◆ **The task**
Below are the records. Retype exactly the lines between the lines holding "Target: horse's hoof" and "like x=117, y=126.", inclusive.

+++++

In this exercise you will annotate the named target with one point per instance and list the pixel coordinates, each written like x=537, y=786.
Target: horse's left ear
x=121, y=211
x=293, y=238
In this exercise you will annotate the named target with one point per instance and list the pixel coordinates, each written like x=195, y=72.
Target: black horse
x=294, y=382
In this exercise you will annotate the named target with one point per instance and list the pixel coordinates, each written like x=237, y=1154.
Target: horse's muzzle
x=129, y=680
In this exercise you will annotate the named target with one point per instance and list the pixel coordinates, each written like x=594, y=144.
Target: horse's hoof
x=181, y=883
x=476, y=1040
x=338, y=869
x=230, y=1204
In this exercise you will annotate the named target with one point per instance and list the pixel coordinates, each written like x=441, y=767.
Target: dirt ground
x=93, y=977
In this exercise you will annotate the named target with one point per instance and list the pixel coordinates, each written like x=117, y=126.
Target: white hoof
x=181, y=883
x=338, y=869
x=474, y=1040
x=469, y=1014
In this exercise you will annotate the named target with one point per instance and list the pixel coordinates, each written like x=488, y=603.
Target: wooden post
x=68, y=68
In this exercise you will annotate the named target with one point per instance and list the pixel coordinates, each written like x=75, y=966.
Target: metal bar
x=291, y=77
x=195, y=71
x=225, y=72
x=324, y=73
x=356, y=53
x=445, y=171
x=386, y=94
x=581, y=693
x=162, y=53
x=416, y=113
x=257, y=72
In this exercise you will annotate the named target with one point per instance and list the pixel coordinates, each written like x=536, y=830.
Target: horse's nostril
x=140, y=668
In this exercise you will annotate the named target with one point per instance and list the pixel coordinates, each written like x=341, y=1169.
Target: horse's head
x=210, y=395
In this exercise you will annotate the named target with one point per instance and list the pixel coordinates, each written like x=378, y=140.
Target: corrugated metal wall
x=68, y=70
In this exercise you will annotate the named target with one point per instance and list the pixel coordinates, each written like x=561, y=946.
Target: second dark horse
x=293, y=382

+++++

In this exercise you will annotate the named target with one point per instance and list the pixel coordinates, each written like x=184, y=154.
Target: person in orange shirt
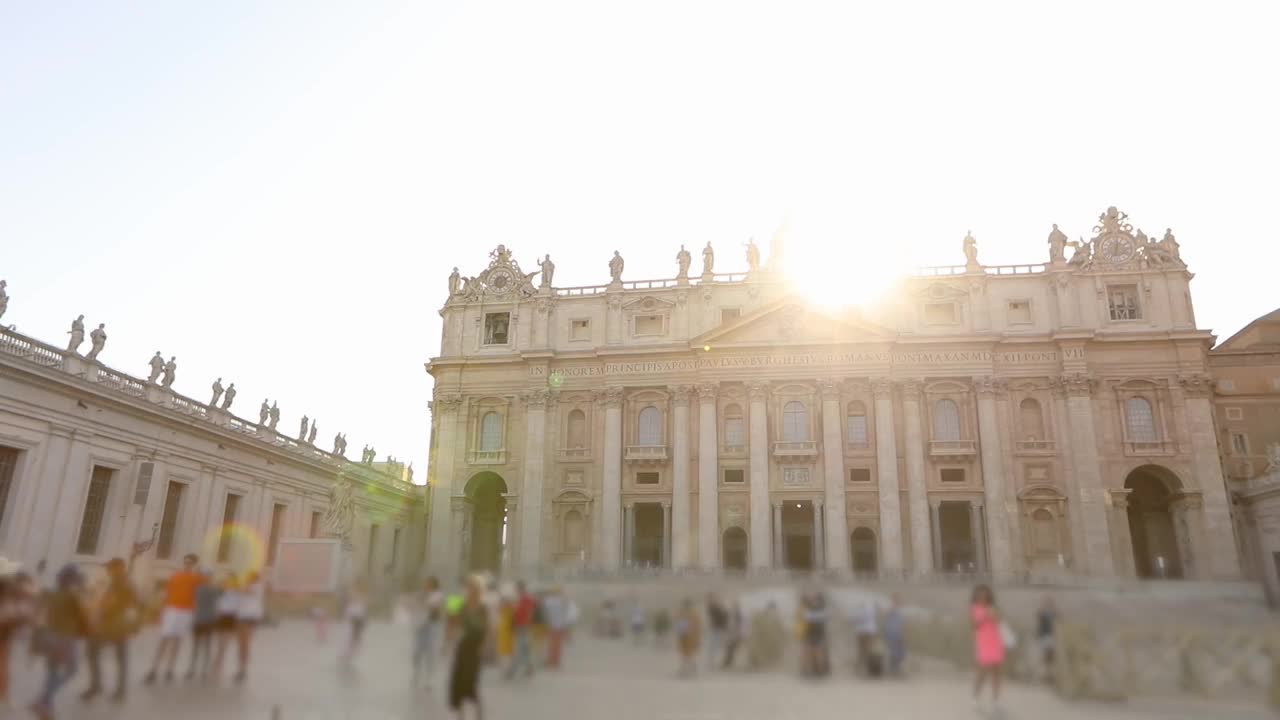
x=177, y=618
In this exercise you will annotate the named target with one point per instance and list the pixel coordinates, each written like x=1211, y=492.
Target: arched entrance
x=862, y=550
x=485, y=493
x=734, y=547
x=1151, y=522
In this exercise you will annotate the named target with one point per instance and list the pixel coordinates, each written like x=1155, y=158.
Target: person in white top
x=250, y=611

+++++

◆ **Task solution**
Target: horse's hoof
x=181, y=883
x=476, y=1040
x=338, y=869
x=230, y=1204
In this exercise you will annotate the named target with one point per instance and list the pixel coordinates, each written like x=441, y=767.
Target: dirt ground
x=93, y=977
In this exercise you will annotate the named target with one point per instance and list the pixel coordinates, each written like x=117, y=126.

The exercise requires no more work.